Your objective » For this exercise, output the line containing "Prompt: hiking boot" and every line after it through the end of the records, exactly, and no other line.

Data entries:
>>>

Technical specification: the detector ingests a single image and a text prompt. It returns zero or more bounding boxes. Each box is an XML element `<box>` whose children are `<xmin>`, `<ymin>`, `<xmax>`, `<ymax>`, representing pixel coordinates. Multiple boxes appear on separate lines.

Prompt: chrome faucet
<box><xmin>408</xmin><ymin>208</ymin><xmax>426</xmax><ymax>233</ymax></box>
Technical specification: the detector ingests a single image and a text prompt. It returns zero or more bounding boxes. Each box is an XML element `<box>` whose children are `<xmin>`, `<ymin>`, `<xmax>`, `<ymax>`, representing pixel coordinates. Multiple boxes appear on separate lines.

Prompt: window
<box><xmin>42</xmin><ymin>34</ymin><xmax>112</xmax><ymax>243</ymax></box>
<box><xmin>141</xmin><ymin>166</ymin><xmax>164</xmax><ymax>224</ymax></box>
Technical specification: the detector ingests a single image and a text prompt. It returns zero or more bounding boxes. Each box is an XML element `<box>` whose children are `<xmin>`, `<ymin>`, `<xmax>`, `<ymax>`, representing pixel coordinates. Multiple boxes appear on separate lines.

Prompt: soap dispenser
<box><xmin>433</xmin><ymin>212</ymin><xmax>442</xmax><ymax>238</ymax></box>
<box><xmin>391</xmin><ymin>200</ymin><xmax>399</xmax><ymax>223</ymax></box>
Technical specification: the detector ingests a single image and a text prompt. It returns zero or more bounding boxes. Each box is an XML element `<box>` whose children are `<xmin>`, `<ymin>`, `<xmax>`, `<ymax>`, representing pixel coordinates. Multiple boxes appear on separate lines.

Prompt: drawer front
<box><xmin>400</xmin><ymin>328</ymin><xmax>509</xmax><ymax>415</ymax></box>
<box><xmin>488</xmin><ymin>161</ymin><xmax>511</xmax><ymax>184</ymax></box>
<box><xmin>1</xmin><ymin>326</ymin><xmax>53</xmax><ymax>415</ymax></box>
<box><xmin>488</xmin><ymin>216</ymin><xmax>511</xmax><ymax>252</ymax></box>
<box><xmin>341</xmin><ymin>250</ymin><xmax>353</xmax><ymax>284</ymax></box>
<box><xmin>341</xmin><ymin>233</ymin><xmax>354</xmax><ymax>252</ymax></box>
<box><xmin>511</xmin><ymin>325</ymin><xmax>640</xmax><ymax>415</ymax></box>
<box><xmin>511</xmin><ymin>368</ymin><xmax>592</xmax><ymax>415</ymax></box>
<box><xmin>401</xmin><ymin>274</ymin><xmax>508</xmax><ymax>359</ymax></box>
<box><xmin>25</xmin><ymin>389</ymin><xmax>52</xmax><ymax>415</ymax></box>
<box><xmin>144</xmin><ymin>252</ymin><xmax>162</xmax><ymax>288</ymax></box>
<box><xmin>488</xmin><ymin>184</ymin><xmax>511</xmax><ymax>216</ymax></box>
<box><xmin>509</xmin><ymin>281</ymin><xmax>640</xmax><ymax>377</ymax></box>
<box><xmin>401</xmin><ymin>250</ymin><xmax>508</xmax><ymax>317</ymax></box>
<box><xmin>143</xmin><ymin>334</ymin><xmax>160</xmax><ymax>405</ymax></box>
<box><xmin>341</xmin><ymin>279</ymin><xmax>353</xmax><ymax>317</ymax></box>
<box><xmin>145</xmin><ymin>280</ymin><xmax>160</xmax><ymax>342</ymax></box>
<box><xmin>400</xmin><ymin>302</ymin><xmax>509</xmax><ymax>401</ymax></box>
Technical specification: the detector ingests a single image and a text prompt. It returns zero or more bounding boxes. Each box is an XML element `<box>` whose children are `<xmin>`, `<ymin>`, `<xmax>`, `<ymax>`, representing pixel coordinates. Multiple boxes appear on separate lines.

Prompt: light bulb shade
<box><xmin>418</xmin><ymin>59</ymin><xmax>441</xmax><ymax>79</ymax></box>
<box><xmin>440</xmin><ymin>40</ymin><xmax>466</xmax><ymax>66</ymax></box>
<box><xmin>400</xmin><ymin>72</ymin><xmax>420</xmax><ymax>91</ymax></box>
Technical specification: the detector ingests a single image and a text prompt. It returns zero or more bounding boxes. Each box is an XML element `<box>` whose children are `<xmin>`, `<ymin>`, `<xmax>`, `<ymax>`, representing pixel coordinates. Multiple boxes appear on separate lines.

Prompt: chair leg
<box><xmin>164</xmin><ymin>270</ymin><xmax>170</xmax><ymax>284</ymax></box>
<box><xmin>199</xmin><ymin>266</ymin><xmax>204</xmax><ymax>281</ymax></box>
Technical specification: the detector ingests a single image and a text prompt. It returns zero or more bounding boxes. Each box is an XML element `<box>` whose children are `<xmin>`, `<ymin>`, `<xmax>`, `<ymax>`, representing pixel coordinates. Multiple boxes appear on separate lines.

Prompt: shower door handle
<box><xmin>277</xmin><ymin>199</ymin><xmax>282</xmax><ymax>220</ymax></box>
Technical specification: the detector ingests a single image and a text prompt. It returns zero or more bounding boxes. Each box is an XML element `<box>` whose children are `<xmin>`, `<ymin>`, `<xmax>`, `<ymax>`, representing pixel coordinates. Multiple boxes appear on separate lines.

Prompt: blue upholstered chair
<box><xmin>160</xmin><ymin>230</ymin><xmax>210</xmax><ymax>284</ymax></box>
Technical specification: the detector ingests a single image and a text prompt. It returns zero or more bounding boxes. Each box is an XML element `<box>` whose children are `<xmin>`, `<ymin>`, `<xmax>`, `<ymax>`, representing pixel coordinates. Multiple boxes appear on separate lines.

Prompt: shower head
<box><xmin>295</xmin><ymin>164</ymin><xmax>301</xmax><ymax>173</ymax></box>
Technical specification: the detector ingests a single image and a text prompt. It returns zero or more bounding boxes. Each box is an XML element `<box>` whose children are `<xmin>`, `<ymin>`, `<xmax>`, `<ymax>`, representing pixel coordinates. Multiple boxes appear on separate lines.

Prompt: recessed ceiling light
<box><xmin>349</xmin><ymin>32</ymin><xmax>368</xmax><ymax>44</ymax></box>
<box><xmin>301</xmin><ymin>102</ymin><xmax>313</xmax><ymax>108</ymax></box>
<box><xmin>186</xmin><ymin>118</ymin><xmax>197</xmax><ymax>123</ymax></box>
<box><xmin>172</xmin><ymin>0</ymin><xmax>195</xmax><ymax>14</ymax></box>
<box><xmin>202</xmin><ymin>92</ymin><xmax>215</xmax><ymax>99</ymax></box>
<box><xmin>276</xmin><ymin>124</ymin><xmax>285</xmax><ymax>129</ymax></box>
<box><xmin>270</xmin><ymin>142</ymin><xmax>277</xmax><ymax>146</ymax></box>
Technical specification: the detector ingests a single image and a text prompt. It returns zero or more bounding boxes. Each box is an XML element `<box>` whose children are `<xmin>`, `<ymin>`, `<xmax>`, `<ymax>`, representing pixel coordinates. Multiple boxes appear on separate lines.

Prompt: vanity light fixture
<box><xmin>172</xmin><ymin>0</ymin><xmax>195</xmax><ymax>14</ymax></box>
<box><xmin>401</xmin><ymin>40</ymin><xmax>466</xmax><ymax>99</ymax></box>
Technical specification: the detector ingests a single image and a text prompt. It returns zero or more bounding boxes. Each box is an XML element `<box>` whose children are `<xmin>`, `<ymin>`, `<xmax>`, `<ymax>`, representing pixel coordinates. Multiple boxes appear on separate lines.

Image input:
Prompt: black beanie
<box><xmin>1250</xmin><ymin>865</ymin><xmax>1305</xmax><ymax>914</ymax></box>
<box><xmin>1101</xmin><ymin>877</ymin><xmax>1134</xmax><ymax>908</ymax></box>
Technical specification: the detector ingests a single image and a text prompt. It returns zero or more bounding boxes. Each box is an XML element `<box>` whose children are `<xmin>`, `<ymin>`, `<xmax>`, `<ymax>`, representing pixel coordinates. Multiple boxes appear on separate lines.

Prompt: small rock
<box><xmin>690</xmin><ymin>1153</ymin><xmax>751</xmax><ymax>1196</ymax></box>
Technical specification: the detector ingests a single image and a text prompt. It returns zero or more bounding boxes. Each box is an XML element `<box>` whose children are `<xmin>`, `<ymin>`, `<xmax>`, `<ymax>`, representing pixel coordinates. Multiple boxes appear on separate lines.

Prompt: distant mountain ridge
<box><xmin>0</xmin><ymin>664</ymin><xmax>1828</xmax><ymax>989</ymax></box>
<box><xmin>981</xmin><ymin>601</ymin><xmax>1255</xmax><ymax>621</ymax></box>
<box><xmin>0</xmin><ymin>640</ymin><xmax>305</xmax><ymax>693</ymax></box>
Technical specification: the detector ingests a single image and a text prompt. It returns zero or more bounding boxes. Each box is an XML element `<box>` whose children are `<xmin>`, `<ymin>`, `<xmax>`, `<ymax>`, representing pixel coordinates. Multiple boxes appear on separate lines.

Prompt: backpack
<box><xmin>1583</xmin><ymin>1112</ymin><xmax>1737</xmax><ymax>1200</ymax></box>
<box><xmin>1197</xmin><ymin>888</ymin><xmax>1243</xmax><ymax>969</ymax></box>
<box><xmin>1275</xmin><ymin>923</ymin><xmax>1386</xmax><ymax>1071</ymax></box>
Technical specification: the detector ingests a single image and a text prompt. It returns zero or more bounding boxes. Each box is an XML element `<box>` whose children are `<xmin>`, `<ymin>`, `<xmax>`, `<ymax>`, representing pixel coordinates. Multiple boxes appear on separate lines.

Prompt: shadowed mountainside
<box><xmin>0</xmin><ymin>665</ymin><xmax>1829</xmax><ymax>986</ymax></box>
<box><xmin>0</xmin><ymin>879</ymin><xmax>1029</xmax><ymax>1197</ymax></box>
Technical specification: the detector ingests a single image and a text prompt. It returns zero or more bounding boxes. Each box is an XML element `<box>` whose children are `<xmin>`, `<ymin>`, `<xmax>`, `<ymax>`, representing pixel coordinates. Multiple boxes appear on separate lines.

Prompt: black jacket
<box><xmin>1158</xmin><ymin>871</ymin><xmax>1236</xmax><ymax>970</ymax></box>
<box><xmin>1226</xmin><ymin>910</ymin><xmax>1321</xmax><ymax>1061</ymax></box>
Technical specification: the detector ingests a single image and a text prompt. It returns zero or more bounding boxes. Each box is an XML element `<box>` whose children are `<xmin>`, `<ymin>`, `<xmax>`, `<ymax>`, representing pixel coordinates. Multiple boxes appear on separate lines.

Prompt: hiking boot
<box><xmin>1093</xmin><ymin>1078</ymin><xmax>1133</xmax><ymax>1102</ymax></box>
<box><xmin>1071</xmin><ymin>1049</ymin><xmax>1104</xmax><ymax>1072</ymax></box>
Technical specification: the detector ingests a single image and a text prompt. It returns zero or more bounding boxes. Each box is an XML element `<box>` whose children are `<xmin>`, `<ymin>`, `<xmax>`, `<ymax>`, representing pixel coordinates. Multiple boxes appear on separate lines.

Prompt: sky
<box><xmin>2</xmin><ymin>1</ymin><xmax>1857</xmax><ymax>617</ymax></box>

<<<

Reply »
Prompt: hiking boot
<box><xmin>1093</xmin><ymin>1078</ymin><xmax>1133</xmax><ymax>1102</ymax></box>
<box><xmin>1071</xmin><ymin>1049</ymin><xmax>1104</xmax><ymax>1072</ymax></box>
Technical specification: the detector ingests a single image and a text prompt. It returns zero or more bounding boxes. Each box is an XML element `<box>` whose children are `<xmin>`, `<ymin>`, `<xmax>`, `<ymax>`, representing pixel coordinates. Multiple boxes appear on separate lines.

Prompt: sky
<box><xmin>2</xmin><ymin>1</ymin><xmax>1857</xmax><ymax>617</ymax></box>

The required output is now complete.